◆ Excerpted data:
_ _ _ _ _

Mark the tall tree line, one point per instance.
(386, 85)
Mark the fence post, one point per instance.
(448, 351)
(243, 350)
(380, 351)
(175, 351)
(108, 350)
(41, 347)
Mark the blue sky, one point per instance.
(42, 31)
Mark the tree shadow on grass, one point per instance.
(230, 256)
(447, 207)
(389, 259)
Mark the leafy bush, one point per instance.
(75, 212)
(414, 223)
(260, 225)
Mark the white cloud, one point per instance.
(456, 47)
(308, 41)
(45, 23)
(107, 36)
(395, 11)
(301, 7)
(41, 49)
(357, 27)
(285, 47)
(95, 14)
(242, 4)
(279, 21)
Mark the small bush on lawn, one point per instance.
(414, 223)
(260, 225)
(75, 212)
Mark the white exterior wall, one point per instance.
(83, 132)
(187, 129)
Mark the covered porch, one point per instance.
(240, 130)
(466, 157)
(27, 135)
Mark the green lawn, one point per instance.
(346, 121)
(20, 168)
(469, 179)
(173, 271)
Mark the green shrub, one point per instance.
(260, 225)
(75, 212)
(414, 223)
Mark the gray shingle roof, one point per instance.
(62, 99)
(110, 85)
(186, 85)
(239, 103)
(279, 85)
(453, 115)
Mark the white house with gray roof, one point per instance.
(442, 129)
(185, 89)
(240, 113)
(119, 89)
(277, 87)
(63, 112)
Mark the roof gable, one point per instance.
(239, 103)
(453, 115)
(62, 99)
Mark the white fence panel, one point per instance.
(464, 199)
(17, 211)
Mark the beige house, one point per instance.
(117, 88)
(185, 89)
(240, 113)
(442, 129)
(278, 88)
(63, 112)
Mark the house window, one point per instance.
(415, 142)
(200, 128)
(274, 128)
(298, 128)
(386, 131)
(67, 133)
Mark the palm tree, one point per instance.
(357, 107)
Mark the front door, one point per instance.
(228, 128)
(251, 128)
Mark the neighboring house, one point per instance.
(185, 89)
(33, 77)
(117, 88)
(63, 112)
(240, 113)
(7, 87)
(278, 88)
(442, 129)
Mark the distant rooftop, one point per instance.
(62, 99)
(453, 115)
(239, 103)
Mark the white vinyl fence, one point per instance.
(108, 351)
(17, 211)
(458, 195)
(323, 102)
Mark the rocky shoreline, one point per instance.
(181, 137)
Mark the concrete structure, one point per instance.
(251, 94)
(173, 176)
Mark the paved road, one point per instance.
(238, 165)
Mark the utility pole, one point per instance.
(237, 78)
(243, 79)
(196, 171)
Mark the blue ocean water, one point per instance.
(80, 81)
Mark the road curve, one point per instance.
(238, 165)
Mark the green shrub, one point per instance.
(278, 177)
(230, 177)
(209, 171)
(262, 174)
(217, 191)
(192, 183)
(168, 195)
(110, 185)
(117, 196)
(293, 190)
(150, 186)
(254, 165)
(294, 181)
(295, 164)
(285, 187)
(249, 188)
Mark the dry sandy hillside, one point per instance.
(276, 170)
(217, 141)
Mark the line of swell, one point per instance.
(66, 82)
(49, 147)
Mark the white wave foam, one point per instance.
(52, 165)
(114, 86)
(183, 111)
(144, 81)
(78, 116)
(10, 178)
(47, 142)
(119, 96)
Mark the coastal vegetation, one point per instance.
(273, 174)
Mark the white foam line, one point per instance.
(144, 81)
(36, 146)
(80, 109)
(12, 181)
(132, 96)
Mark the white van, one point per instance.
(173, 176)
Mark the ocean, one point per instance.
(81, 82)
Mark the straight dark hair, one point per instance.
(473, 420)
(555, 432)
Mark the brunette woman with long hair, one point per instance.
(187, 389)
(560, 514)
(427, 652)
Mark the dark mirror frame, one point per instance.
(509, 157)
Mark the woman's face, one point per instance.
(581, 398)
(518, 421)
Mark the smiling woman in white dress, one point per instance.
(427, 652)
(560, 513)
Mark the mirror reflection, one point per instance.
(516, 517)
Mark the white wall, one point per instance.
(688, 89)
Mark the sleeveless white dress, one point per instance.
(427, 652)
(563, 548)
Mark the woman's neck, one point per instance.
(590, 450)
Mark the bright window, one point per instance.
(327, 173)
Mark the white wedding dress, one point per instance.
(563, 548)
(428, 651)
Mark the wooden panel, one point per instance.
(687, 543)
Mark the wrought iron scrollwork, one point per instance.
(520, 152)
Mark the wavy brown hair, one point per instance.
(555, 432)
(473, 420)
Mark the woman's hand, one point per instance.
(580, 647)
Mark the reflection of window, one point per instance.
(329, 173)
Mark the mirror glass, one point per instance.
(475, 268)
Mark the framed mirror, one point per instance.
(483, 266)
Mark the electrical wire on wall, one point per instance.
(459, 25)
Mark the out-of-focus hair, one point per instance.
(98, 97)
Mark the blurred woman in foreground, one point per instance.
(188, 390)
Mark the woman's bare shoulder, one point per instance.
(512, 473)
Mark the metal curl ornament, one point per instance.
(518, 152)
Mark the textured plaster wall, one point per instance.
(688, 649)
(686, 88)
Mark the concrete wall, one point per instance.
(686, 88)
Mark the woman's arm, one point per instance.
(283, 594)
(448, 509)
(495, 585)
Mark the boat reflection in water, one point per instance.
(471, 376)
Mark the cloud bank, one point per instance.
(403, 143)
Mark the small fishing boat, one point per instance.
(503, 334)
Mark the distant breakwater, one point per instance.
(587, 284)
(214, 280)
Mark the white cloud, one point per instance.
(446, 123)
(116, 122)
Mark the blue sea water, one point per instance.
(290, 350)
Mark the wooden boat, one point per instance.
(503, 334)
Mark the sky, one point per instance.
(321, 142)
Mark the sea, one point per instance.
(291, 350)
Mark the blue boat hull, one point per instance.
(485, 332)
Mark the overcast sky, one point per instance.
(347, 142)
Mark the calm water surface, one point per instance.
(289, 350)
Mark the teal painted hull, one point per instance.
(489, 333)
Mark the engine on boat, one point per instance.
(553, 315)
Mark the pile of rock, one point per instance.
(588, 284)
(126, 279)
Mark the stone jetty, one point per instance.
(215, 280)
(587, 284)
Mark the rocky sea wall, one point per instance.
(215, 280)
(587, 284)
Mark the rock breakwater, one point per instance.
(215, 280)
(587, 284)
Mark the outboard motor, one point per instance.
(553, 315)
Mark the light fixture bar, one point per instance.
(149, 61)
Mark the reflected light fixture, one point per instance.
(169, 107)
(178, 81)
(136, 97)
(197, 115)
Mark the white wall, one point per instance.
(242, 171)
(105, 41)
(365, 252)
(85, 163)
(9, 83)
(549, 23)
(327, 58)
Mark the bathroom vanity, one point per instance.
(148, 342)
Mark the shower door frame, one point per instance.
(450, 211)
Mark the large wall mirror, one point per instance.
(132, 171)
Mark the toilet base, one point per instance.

_ _ _ _ _

◆ Task directions: Type the whole listing again, unaltered.

◆ Task solution:
Mark the tall tree line, one point per instance.
(386, 85)
Mark the fence post, one point per instance.
(448, 351)
(243, 350)
(380, 351)
(175, 351)
(108, 350)
(41, 347)
Mark the blue sky, one point per instance.
(42, 31)
Mark the tree shadow on grass, one point per instance.
(230, 256)
(447, 207)
(389, 259)
Mark the leafy bush, one point per instance.
(75, 212)
(414, 223)
(260, 225)
Mark the white cloud, one point per instance.
(456, 47)
(308, 41)
(45, 23)
(107, 36)
(395, 11)
(301, 7)
(41, 49)
(357, 27)
(285, 47)
(95, 14)
(242, 4)
(279, 21)
Mark the small bush on lawn, one point per instance.
(414, 223)
(260, 225)
(75, 212)
Mark the white exterior wall, one point per instance.
(83, 132)
(187, 129)
Mark the covered porch, one point per instance.
(240, 130)
(466, 157)
(27, 135)
Mark the green lawn, one point per instance.
(346, 121)
(20, 168)
(469, 179)
(173, 271)
Mark the green shrub, one point per instance.
(260, 225)
(75, 212)
(414, 223)
Mark the gray shingle roof, one point per instance.
(62, 99)
(110, 85)
(186, 85)
(239, 103)
(279, 85)
(453, 115)
Mark the white house with gray roof, one point per instance.
(442, 129)
(185, 89)
(240, 113)
(119, 89)
(277, 87)
(63, 112)
Mark the roof gable, one point per instance.
(239, 103)
(453, 115)
(62, 99)
Mark the white fence panel, one point per instance.
(464, 199)
(17, 211)
Mark the beige house, one point per instance.
(117, 88)
(185, 89)
(240, 113)
(442, 129)
(278, 88)
(63, 112)
Mark the house window, one point per instance.
(415, 142)
(200, 128)
(274, 128)
(298, 128)
(386, 131)
(67, 133)
Mark the palm tree, one point per instance.
(357, 107)
Mark the front door, one point per instance.
(228, 128)
(251, 128)
Mark the neighboring house, one point per instance.
(185, 89)
(33, 77)
(117, 88)
(63, 112)
(240, 113)
(7, 87)
(278, 88)
(442, 129)
Mark the distant rooftop, one point per instance.
(62, 99)
(453, 115)
(239, 103)
Mark the white vinyl fence, one point per instance.
(108, 351)
(17, 211)
(458, 195)
(323, 102)
Mark the rocky shoreline, one point per instance.
(181, 137)
Mark the concrete structure, one point per instance.
(251, 94)
(173, 176)
Mark the paved road, one point per instance.
(238, 165)
Mark the utility pole, one point per instance.
(237, 78)
(243, 79)
(196, 171)
Mark the blue ocean water, one point per instance.
(80, 81)
Mark the road curve, one point per instance.
(238, 165)
Mark the green shrub, one point per instance.
(278, 177)
(230, 177)
(209, 171)
(262, 174)
(217, 191)
(192, 183)
(168, 195)
(110, 185)
(117, 196)
(293, 190)
(150, 186)
(254, 165)
(294, 181)
(295, 164)
(285, 187)
(249, 188)
Mark the dry sandy hillside, one point per instance.
(276, 170)
(217, 141)
Mark the line of swell, one point per instance.
(66, 82)
(49, 147)
Mark the white wave foam, one point per instance.
(52, 165)
(114, 86)
(183, 111)
(144, 81)
(78, 116)
(10, 178)
(47, 142)
(119, 96)
Mark the coastal vegetation, one point per instance.
(273, 174)
Mark the white foam line, one point per instance.
(144, 81)
(36, 146)
(80, 109)
(12, 181)
(132, 96)
Mark the white van, one point per instance.
(173, 176)
Mark the ocean, one point per instance.
(81, 82)
Mark the straight dark hair, one point per instance.
(473, 420)
(555, 432)
Mark the brunette woman with long hair, one point per instance.
(187, 389)
(560, 514)
(427, 652)
Mark the dark mirror frame, one point per instance.
(509, 157)
Mark the woman's face, one point per instance.
(581, 398)
(518, 421)
Mark the smiling woman in white dress, one point per instance.
(427, 652)
(560, 513)
Mark the mirror reflection, one point per instance.
(516, 517)
Mark the white wall, one point per instance.
(688, 89)
Mark the sleeveless white dress, one point per instance.
(427, 652)
(563, 548)
Mark the woman's neck, one point per instance.
(590, 450)
Mark the bright window, one point per instance.
(327, 173)
Mark the white wedding dress, one point per instance.
(563, 548)
(428, 651)
Mark the wooden panel, one point per instance.
(687, 543)
Mark the wrought iron scrollwork, one point per instance.
(520, 152)
Mark the wavy brown hair, one point per instance.
(555, 432)
(473, 420)
Mark the woman's hand, one point per instance.
(580, 647)
Mark the reflection of window, one point per instance.
(329, 173)
Mark the mirror glass, one point per instance.
(475, 268)
Mark the framed mirror, one point per instance.
(483, 266)
Mark the electrical wire on wall, one point per instance.
(459, 25)
Mark the out-of-focus hair, one point per instance.
(98, 97)
Mark the blurred woman in foreground, one point per instance.
(188, 390)
Mark the woman's bare shoulder, one point per instance.
(512, 473)
Mark the metal curl ornament, one point per instance.
(518, 152)
Mark the textured plaster wall, one point per instance.
(688, 649)
(686, 88)
Mark the concrete wall, one point per instance.
(686, 88)
Mark the woman's arm, one point per instance.
(283, 594)
(448, 509)
(495, 585)
Mark the boat reflection in water, one point per instance.
(471, 376)
Mark the cloud bank, one point per instance.
(403, 143)
Mark the small fishing boat, one point per instance.
(503, 334)
Mark the distant breakwater, one point per instance.
(587, 284)
(214, 280)
Mark the white cloud, one point per instance.
(446, 123)
(116, 122)
Mark the blue sea water, one point per instance.
(290, 350)
Mark the wooden boat, one point per instance.
(503, 334)
Mark the sky, one point per instance.
(321, 142)
Mark the sea, one point per instance.
(291, 350)
Mark the blue boat hull, one point per instance.
(485, 332)
Mark the overcast sky, one point per instance.
(347, 142)
Mark the calm water surface, one point per instance.
(289, 350)
Mark the teal painted hull, one point per instance.
(489, 333)
Mark the engine on boat, one point per instance.
(553, 315)
Mark the pile of rock, one point per instance.
(588, 284)
(126, 279)
Mark the stone jetty, one point per instance.
(215, 280)
(587, 284)
Mark the rocky sea wall, one point per instance.
(215, 280)
(587, 284)
Mark the rock breakwater, one point per instance.
(215, 280)
(587, 284)
Mark the outboard motor, one point per instance.
(553, 315)
Mark the light fixture bar, one point per instance.
(149, 61)
Mark the reflected light fixture, one point per instance.
(169, 107)
(178, 81)
(136, 97)
(197, 115)
Mark the white wall, one point per instance.
(242, 171)
(105, 41)
(365, 252)
(85, 163)
(9, 83)
(549, 23)
(327, 58)
Mark the bathroom vanity, one point per instance.
(148, 342)
Mark the shower door frame, one point per instance.
(450, 211)
Mark the large wall mirror, one point per instance.
(132, 171)
Mark the toilet base, one point per instance.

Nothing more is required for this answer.